RECORDS TO PROCESS:
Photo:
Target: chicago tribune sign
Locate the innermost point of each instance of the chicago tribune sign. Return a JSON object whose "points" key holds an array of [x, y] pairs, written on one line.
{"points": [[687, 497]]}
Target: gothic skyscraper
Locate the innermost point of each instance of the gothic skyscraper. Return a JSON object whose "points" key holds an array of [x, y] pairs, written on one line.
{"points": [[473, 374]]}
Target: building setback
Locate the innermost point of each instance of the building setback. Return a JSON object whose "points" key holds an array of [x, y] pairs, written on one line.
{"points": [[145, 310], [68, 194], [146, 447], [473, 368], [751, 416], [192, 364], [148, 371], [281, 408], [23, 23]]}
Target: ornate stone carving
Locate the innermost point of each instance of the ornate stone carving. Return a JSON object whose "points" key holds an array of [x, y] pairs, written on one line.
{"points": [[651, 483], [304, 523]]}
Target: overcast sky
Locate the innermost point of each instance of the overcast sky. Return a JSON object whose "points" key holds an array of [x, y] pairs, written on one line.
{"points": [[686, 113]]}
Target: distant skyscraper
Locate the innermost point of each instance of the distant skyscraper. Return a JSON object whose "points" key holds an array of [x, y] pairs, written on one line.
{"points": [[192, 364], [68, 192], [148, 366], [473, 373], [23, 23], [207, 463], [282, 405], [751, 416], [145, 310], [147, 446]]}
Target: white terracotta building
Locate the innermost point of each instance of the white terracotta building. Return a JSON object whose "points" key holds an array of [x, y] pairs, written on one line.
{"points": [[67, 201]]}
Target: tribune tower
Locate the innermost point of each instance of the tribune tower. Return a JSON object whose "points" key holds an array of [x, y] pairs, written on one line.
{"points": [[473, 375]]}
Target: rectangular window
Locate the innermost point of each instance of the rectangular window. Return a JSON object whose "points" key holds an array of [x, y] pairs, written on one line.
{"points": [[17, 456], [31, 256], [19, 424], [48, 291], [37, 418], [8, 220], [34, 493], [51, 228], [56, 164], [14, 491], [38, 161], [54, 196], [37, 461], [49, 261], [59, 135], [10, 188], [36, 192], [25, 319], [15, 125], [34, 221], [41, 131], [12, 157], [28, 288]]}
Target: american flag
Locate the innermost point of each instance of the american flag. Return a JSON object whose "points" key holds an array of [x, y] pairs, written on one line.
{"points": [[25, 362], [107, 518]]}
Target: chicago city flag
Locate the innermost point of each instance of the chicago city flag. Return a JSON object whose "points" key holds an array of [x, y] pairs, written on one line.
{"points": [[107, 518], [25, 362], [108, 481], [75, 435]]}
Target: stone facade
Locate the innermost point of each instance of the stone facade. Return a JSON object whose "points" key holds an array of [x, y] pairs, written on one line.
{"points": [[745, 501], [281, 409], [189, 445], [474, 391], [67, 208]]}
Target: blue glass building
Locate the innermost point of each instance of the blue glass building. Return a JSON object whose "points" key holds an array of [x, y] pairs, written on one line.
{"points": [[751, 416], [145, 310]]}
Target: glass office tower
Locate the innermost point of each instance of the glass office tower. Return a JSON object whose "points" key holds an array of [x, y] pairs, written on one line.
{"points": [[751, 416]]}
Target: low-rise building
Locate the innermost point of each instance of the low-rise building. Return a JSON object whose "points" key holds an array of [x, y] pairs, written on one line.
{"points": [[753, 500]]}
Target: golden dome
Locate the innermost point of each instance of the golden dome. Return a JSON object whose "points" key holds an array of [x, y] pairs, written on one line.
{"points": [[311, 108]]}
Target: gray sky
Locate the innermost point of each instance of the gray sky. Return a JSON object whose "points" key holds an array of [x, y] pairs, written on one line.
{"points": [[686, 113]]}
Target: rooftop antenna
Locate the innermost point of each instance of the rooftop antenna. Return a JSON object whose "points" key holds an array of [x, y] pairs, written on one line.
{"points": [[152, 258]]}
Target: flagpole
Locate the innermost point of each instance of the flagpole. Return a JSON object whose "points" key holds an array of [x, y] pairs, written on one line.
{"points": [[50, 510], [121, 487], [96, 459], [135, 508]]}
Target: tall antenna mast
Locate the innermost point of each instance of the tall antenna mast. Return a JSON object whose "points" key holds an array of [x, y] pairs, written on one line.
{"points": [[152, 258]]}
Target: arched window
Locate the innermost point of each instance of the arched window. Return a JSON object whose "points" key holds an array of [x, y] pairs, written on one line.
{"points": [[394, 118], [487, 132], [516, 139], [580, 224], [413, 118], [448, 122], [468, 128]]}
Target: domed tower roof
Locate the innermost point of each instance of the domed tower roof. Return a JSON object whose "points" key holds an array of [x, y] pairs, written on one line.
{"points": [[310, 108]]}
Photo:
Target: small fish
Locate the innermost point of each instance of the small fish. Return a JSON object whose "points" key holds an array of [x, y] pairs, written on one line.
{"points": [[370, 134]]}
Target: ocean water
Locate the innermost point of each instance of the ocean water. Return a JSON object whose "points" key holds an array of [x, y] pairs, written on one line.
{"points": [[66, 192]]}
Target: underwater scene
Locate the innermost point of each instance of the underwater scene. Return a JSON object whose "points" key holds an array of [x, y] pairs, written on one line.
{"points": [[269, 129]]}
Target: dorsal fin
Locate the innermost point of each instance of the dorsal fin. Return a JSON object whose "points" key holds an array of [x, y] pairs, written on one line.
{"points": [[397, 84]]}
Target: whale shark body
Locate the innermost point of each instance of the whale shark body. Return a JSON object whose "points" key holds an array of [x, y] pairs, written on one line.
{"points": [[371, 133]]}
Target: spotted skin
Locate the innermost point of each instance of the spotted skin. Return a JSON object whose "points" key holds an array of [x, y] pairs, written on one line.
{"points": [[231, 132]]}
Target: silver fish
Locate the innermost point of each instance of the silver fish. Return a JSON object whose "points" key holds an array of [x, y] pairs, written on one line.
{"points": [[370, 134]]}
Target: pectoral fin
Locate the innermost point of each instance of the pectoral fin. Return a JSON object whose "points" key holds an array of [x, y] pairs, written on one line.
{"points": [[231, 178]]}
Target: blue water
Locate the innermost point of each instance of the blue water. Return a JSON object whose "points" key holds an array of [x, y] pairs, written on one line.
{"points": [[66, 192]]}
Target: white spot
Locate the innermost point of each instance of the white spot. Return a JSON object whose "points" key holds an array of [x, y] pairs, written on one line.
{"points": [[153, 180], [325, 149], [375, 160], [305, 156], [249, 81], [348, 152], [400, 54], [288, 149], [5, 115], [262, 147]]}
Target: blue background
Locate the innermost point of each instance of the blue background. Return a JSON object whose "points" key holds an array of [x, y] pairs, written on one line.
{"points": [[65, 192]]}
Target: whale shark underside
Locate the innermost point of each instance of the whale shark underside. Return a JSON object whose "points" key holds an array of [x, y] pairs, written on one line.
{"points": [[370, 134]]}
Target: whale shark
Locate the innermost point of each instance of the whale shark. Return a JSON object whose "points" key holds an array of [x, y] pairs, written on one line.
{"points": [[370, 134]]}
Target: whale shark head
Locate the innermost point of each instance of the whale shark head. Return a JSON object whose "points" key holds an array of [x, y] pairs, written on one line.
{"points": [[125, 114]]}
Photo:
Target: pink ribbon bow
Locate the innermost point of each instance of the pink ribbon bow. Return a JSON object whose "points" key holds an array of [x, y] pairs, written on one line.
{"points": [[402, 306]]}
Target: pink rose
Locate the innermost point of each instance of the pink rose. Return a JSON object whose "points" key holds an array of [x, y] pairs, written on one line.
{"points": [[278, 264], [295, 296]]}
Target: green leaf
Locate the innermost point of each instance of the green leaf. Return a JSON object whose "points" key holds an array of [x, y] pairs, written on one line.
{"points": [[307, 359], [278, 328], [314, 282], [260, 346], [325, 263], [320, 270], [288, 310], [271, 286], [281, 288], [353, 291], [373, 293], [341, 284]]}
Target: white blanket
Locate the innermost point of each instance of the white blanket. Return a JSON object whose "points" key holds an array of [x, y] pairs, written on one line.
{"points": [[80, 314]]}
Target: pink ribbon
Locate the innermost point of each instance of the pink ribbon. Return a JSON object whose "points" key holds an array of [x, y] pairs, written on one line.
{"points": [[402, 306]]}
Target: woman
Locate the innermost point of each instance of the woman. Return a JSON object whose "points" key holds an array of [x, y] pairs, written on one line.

WHAT TO PRODUCE: Write out the part of the records above that opens with the line containing "Target: pink rose" and runs through the last line of the records, both ends included, as a numbered list with blank lines omitted.

WRITTEN ANSWER:
1. Target: pink rose
2. Locate the innermost point of each instance of the pink rose. Return a JSON object whose "points" key holds an array of [x, y] pairs, written on one line.
3. {"points": [[278, 264], [295, 296]]}
4. Target: green leaf
5. Locate the innermost point of each instance of the green leaf. Return a JSON object whose "points" key holds an array of [x, y] pairs, written on one line.
6. {"points": [[307, 359], [278, 328], [314, 282], [260, 346], [325, 263], [320, 270], [288, 310], [271, 286], [281, 288], [353, 291], [373, 293], [341, 284]]}
7. Target: white blanket
8. Locate the innermost point of each instance of the white blanket. Return a JSON object whose "points" key holds an array of [x, y] pairs, written on one line.
9. {"points": [[80, 314]]}
10. Target: pink ribbon
11. Locate the innermost point of each instance of the pink ribbon. Return a JSON object whose "points" key holds an array of [x, y] pairs, written on one line.
12. {"points": [[402, 306]]}
13. Target: woman
14. Locate the innermost point of each instance of the woman. Return a JSON object whose "points" key holds an array of [x, y] pairs, written on one line.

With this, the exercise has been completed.